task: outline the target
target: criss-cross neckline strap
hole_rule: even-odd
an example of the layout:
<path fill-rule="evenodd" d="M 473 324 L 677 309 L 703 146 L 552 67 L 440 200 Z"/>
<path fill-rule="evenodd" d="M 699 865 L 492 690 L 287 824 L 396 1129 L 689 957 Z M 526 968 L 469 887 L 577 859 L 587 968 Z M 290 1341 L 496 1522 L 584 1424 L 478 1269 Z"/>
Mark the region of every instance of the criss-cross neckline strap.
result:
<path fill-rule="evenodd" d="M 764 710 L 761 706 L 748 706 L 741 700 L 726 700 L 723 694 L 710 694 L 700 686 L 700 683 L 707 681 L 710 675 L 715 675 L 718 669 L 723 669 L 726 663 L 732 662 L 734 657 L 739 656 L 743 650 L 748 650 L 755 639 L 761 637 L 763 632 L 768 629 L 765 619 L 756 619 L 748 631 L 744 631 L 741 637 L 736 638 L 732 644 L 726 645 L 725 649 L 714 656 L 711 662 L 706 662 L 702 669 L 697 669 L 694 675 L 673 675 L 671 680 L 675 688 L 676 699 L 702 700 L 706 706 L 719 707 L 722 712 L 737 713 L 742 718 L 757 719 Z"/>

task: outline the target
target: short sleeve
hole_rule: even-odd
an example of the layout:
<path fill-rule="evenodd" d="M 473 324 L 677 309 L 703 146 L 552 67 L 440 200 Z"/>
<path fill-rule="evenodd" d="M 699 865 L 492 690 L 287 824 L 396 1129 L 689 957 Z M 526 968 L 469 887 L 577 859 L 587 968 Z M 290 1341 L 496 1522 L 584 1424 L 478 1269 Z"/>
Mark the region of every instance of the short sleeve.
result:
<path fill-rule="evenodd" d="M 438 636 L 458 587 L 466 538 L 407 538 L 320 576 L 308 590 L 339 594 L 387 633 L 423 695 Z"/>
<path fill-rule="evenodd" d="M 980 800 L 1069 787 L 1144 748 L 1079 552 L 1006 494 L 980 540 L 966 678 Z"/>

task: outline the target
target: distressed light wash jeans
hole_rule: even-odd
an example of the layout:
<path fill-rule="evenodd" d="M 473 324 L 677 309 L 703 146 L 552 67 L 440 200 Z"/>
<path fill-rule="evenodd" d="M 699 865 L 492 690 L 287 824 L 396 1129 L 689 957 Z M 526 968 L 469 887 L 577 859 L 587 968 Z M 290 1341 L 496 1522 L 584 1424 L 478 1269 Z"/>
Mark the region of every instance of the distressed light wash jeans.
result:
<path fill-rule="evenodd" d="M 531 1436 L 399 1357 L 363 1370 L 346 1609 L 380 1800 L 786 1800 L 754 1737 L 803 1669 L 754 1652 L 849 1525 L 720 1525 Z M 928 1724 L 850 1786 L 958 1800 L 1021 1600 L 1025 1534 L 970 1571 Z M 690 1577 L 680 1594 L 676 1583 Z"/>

# EXERCISE INSTRUCTIONS:
Every line from the data above that contains "neckline" must appear in the answer.

# SOLUTION TO THIS EXERCISE:
target: criss-cross neckline strap
Mark the region of every instance of the criss-cross neckline strap.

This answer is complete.